- **WHAT THE TASK ASKS**
Update the entries below by changing "horizontal lap siding" to "clapboard siding" and keeping everything else the same. Leave the pictures out of your answer.

- **RECORD LIST**
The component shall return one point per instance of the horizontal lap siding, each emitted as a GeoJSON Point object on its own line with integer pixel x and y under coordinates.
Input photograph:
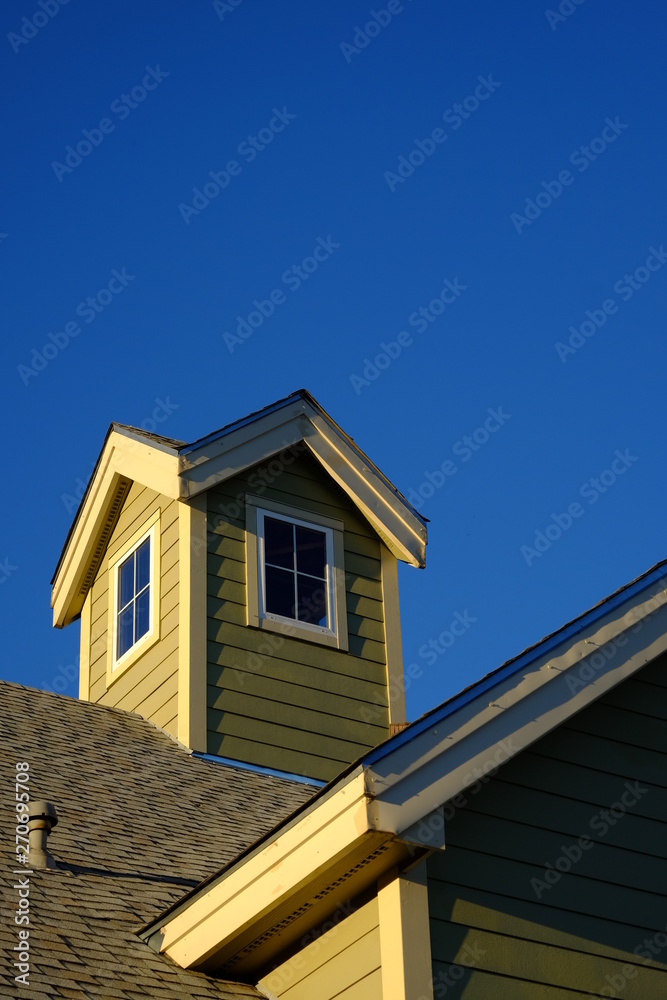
{"type": "Point", "coordinates": [150, 685]}
{"type": "Point", "coordinates": [343, 963]}
{"type": "Point", "coordinates": [496, 933]}
{"type": "Point", "coordinates": [280, 701]}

- **FINAL RESULT**
The component shall return one point per instance of the clapboard siding, each emitted as a GeoJSON Point object on its own line with integer pixel x and y under coordinates.
Input photograph:
{"type": "Point", "coordinates": [150, 685]}
{"type": "Point", "coordinates": [343, 963]}
{"type": "Point", "coordinates": [496, 933]}
{"type": "Point", "coordinates": [280, 701]}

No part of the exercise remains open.